• **Problem to work on**: Quote the lines of the data below verbatim, beginning at the line that contains "of boardwalk walkway" and ending at the last line, both included, and excluding pictures.

Data records:
_ _ _ _ _ _ _

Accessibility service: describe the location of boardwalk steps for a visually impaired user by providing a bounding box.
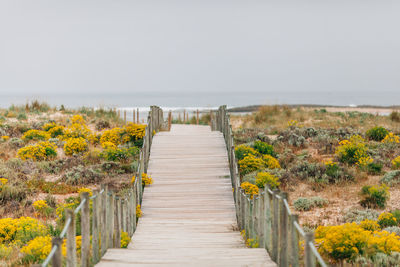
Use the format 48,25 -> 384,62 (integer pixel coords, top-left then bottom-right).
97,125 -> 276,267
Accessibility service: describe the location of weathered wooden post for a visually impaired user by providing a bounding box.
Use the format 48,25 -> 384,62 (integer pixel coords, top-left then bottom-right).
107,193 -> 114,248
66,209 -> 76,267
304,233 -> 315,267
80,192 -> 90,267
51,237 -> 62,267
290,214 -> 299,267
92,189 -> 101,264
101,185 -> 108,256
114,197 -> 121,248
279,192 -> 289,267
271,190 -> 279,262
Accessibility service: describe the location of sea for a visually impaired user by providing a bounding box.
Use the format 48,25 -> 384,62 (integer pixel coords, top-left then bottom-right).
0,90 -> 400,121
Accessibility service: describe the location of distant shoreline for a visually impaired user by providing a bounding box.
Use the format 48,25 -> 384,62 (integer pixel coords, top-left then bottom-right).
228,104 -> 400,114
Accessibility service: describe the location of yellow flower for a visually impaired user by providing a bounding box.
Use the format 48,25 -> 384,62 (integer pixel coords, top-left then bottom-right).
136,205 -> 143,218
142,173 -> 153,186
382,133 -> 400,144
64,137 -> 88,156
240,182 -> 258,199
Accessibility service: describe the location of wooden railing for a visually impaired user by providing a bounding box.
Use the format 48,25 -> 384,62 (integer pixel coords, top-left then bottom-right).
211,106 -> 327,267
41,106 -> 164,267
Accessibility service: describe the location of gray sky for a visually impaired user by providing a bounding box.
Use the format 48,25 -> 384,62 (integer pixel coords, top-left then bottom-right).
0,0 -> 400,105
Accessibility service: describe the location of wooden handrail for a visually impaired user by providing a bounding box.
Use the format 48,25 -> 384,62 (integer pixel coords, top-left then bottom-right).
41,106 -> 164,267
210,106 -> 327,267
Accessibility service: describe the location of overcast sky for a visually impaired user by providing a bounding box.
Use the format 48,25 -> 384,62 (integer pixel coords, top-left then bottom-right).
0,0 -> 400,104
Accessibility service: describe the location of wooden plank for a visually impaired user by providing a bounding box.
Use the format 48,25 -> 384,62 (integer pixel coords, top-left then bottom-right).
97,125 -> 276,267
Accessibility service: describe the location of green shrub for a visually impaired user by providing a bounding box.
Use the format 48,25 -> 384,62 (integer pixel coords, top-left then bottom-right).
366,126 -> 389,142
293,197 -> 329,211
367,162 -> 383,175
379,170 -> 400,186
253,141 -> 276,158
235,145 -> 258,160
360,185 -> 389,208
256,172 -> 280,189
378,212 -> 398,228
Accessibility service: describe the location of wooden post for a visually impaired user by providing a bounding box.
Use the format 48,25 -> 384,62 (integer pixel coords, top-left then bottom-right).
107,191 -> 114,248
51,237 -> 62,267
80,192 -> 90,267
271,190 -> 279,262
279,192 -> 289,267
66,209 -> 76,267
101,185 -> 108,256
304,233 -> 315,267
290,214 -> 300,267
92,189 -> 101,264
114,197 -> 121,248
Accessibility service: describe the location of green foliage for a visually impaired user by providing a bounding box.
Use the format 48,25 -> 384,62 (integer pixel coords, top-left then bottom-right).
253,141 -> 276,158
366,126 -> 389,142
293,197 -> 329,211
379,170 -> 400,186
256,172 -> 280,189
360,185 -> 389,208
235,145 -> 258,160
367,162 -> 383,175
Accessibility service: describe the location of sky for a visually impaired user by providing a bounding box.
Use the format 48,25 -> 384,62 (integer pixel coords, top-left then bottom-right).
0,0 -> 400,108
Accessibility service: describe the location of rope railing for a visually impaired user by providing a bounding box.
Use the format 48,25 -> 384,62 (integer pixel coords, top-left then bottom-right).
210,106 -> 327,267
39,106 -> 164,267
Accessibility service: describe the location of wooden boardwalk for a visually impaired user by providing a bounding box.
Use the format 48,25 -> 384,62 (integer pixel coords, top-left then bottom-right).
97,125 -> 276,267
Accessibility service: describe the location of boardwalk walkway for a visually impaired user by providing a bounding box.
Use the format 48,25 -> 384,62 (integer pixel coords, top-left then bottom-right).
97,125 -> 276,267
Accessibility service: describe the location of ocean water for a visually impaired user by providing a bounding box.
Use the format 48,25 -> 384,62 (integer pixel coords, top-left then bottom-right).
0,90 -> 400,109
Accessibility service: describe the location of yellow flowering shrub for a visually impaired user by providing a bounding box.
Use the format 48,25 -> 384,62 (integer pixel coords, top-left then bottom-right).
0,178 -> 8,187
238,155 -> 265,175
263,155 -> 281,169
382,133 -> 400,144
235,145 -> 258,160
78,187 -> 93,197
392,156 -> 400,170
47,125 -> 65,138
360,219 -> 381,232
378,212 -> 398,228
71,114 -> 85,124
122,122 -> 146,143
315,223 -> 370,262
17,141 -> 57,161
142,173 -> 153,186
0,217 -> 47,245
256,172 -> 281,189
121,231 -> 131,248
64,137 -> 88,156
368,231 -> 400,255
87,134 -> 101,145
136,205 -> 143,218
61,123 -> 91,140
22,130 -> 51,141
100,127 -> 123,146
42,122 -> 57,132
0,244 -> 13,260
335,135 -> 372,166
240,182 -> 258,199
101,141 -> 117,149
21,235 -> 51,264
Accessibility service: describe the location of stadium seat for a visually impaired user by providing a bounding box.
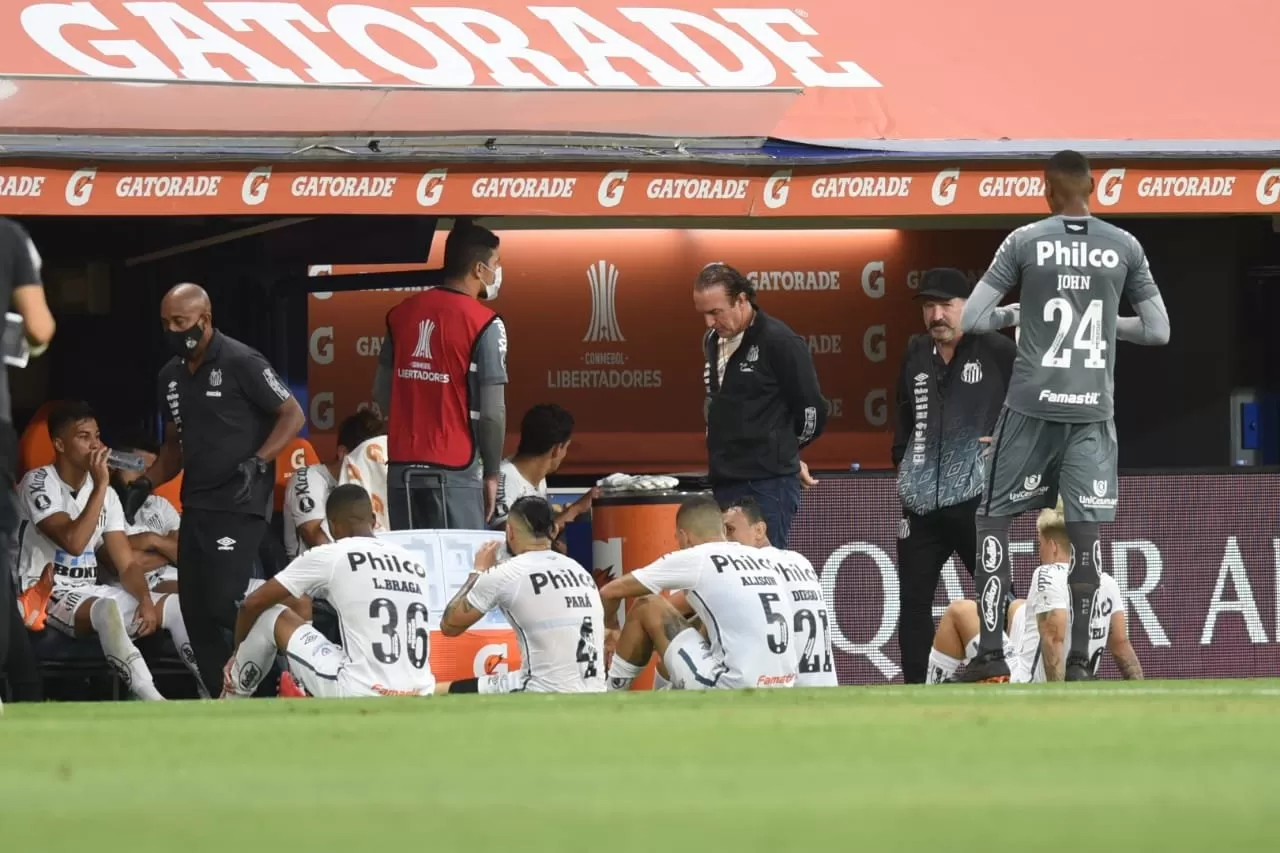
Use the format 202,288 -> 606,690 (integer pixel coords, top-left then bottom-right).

_ _ _ _ _ _ _

• **Result**:
Accessibility service: describe the location of boardwalk walkway for a visually impaired user by providing a bounding box.
Use the format 48,25 -> 384,62 (integer pixel coords, top-left then bottom-right).
97,125 -> 276,267
Accessibility service: describe the location of ocean water for a visually impaired user by providing a bounding box.
Use the format 48,25 -> 384,62 (integer pixel coords, top-left then bottom-right).
0,90 -> 400,109
Accessibility service: describe the location of yellow flowering shrub for a visually impaired user by providing a bounding box.
Use the format 48,25 -> 384,62 (integer pixel coords, top-left then bottom-right).
0,178 -> 8,187
238,155 -> 265,175
263,155 -> 281,169
382,133 -> 400,144
235,145 -> 258,160
78,187 -> 93,197
392,156 -> 400,170
47,125 -> 65,138
360,219 -> 381,232
378,212 -> 398,228
71,114 -> 85,124
122,122 -> 146,143
315,223 -> 370,262
17,141 -> 57,161
142,173 -> 153,186
0,217 -> 47,245
256,172 -> 281,189
121,231 -> 131,248
64,137 -> 88,156
368,231 -> 400,255
87,134 -> 101,145
136,205 -> 143,218
61,123 -> 91,140
22,130 -> 51,141
100,127 -> 123,146
42,122 -> 57,132
0,244 -> 13,260
335,135 -> 372,166
240,182 -> 258,199
101,141 -> 117,149
21,235 -> 51,264
Accessibility service: describe the location of stadium seat for a visually impaired user by providing a bounding box.
Use the format 202,288 -> 606,690 (integer pixel coords, top-left then bottom-right).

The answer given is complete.